+++ Text provided +++
UNITED STATES  

SECURITIES AND EXCHANGE COMMISSION  

Washington, D.C. 20549

 

FORM 8-K

 

CURRENT REPORT

 

Pursuant to Section 13 or 15(d) of the Securities Exchange Act of 1934

 

Date of Report (Date of Earliest Event Reported): July 5, 2019

 

OZOP SURGICAL CORP.  

(Exact name of registrant as specified in its charter)

 

Nevada 000-55976 35-2540672
(State or other jurisdiction of incorporation) (Commission File Number) (I.R.S. Employer Identification Number)

 

319 Clematis Street, Suite 714, West Palm Beach, FL 33401

(Address of principal executive offices) (Zip Code)

 

(866) 286-1055

(Registrant’s telephone number, including area code)

 

Not applicable

(Former name or former address, if changed since last report)

 

Check the appropriate box below if the Form 8-K filing is intended to simultaneously satisfy the filing obligation of the registrant under any of the following provisions:

 

Written communications pursuant to Rule 425 under the Securities Act (17 CFR 230.425)
   
Soliciting material pursuant to Rule 14a-12 under the Exchange Act (17 CFR 240.14a-12)
   
Pre-commencement communications pursuant to Rule 14d-2(b) under the Exchange Act (17 CFR 240.14d-2(b))
   
Pre-commencement communications pursuant to Rule 13e-4(c) under the Exchange Act (17 CFR 240.13e-4(c))

 

Securities registered pursuant to Section 12(b) of the Act:

 

Title of each class   Trading Symbol(s)   Name of each exchange on which registered
N/A   N/A   N/A

 

Indicate by check mark whether the registrant is an emerging growth company as defined in Rule 405 of the Securities Act of 1933 (§230.405 of this chapter) or Rule 12b-2 of the Securities Exchange Act of 1934 (§240.12b-2 of this chapter).

 

Emerging growth company ☑

 

If an emerging growth company, indicate by check mark if the registrant has elected not to use the extended transition period for complying with any new or revised financial accounting standards provided pursuant to Section 13(a) of the Exchange Act. ☐

 
 

 

Item 1.01 Entry into Material Definitive Agreement.
+++ Data lines +++
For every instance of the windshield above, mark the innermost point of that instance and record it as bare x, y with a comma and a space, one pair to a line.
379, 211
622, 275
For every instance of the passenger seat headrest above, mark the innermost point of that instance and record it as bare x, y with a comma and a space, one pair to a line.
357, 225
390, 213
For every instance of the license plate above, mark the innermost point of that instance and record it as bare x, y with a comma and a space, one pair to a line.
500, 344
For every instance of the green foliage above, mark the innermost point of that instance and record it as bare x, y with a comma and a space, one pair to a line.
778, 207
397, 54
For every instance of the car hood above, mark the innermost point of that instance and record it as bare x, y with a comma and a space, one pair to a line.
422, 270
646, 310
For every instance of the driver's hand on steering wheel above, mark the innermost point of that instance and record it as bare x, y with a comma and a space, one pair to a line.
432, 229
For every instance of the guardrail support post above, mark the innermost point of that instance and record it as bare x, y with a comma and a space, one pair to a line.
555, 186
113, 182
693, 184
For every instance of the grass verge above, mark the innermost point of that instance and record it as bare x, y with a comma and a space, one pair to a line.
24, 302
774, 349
+++
+++ Data lines +++
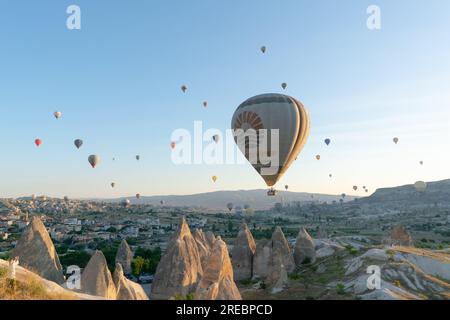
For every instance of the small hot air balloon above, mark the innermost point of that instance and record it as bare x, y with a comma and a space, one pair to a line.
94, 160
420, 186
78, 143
+++
__To do__
Reproduce the Form 8-K cover page above from "Title of each" to "of this chapter)." word for word.

__In response__
Title of each class   Trading Symbol(s)   Name of each exchange on which registered
N/A   N/A   N/A

 

Indicate by check mark whether the registrant is an emerging growth company as defined in Rule 405 of the Securities Act of 1933 (§230.405 of this chapter) or Rule 12b-2 of the Securities Exchange Act of 1934 (§240.12b-2 of this chapter).